## begin
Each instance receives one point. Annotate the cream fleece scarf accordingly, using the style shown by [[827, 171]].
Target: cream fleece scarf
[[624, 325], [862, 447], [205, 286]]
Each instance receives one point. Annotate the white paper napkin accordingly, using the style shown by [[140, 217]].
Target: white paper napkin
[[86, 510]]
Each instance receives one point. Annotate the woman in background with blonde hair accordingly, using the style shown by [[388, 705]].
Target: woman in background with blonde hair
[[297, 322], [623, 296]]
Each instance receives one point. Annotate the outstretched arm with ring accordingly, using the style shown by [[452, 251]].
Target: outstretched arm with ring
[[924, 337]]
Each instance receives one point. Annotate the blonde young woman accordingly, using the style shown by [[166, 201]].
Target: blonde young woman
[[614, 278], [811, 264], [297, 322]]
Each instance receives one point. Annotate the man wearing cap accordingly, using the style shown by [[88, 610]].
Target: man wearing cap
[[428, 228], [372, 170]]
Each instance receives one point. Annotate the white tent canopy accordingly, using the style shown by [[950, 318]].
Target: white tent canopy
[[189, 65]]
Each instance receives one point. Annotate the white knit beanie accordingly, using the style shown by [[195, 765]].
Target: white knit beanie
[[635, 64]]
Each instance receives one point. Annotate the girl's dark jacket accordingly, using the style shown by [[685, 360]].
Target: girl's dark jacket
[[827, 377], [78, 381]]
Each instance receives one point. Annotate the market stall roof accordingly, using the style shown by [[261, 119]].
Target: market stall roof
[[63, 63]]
## end
Format every line of the records above as a Markdown table with two columns, Row and Text, putting the row number in Row and the line itself in Text. Leave out blank lines.

(EXERCISE SOLUTION)
| Row | Text |
|---|---|
| 1 | Each instance receives one point. Annotate the cream fleece scarf accordingly, using the style shown by [[827, 171]]. |
| 2 | Target: cream fleece scarf |
| 3 | [[624, 325], [862, 447], [205, 286]] |
| 4 | Each instance receives one point. Annotate the white paper napkin accordingly, using the style shown by [[140, 217]]. |
| 5 | Target: white paper napkin |
| 6 | [[86, 510]] |
| 7 | Each instance receives one point. Annotate the woman in background with blonde hair accordingly, using the style shown by [[388, 705]]. |
| 8 | Target: woman in background with blonde hair |
| 9 | [[297, 322], [623, 296]] |
| 10 | Each instance receives one point. Annotate the outstretched arm with ring accordingly, using the style shown by [[452, 251]]. |
| 11 | Target: outstretched arm with ring |
| 12 | [[924, 337]] |
| 13 | Each instance receives one point. Annotate the blonde young woman accordingly, using the style shown by [[166, 201]]. |
| 14 | Target: blonde young woman |
| 15 | [[614, 278], [811, 264], [297, 322]] |
| 16 | Each instance receives one point. Annotate the man wearing cap accordingly, using the style shown by [[88, 610]]. |
| 17 | Target: man wearing cap |
| 18 | [[428, 228], [372, 170]] |
| 19 | Each instance receives one point. Annotate the white tent canopy accordingly, using the style shown by [[950, 318]]. |
| 20 | Target: white tent canopy |
| 21 | [[189, 65]] |
| 22 | Each instance receives one point. Annotate the white knit beanie accordingly, using the style shown by [[195, 765]]. |
| 23 | Target: white knit beanie |
| 24 | [[635, 64]] |
| 25 | Each instance receives one point. Annotate the girl's dark jacket accordingly, using the style shown by [[685, 360]]. |
| 26 | Target: girl's dark jacket |
| 27 | [[827, 377], [78, 381]] |
| 28 | Each instance receives one point. Annotate the market stall roof accordingly, using the style shown by [[261, 119]]. |
| 29 | Target: market stall roof |
| 30 | [[63, 63]] |